--- Start of LISTING ---

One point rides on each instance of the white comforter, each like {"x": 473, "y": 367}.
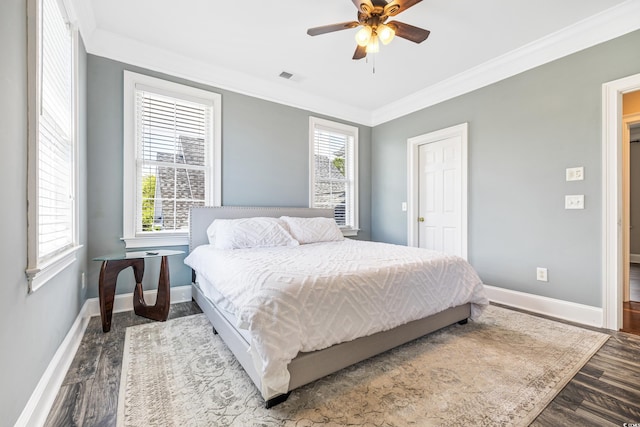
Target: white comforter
{"x": 312, "y": 296}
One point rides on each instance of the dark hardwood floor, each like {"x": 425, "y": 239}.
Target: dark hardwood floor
{"x": 604, "y": 392}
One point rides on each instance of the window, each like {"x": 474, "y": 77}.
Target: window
{"x": 52, "y": 170}
{"x": 171, "y": 158}
{"x": 333, "y": 165}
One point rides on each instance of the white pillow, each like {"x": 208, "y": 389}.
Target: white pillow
{"x": 243, "y": 233}
{"x": 312, "y": 230}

--- End of LISTING ---

TASK STATEMENT: Using the records above, retype everything exactly except the pictures.

FINAL ANSWER:
One point rides on each instance of the white comforter, each like {"x": 473, "y": 367}.
Target: white comforter
{"x": 312, "y": 296}
One point rides on each instance of the dark hardwood floor, each like {"x": 425, "y": 239}.
Target: dark hardwood floor
{"x": 604, "y": 392}
One point rides on each instance of the window, each like {"x": 474, "y": 77}.
Target: window
{"x": 52, "y": 170}
{"x": 171, "y": 158}
{"x": 333, "y": 165}
One point rides on each instance of the white pillow, each like {"x": 208, "y": 389}.
Target: white pillow
{"x": 243, "y": 233}
{"x": 312, "y": 230}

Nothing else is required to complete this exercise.